(Selected text begins)
Do you notice that your shoes or clothes are red or rust coloured after walking on your turf?
Are the leaves of your turf red or orange?
Is it summer or early autumn?
If you answer yes to the above questions, your turf has rust disease.
Rust diseases in turf are some of the oldest diseases known to attack grasses. They can only attack living grass and they are capable of killing the leaves, but generally, not the entire plant. The fungi that cause rust diseases cannot grow in your soil or decompose thatch. They are simply pathogens. For rust disease to develop in your turf, the weather must be wet and warm, and the grass under fertilised.
Rusts attack only the leaf blades of turf. If you have a keen eye, you will notice that rusty coloured turf leaves may develop a black powder on their surface in the late autumn. This is the same fungus, but at this stage in its yearly development it is getting ready for winter. The rust and black coloured powders are really spores. A spore is like a seed, each capable of starting a new leaf infection. Rust fungi can only infect the turf when it is actively growing. In addition to producing the rust and black coloured spores, the fungus will stunt the growth of your turf and cause the leaves to turn yellow.
(Selected text ends)
Task details:
Using the text on turf rust disease, explain in one to three sentences why rusty turf leaves may develop a black powder on their surface in late autumn.
(Raw data begins)
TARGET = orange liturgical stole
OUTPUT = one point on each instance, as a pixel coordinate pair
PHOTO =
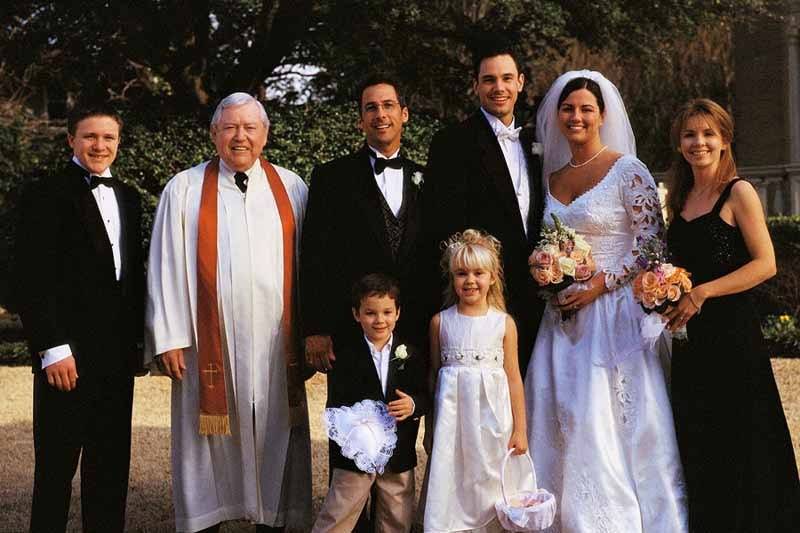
(214, 418)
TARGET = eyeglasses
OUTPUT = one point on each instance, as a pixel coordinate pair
(387, 105)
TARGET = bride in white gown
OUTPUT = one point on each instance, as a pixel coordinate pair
(601, 429)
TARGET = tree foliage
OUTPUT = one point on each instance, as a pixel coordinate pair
(186, 54)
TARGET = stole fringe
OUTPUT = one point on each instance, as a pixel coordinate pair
(215, 425)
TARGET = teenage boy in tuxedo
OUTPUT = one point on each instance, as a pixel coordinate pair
(81, 297)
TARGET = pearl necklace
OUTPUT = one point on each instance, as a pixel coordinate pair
(579, 165)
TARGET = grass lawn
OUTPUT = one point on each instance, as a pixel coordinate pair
(Raw data ends)
Written response:
The black powder comes from the same fungus that causes the rust. In late autumn it has reached a stage in its yearly development where it is getting ready for winter.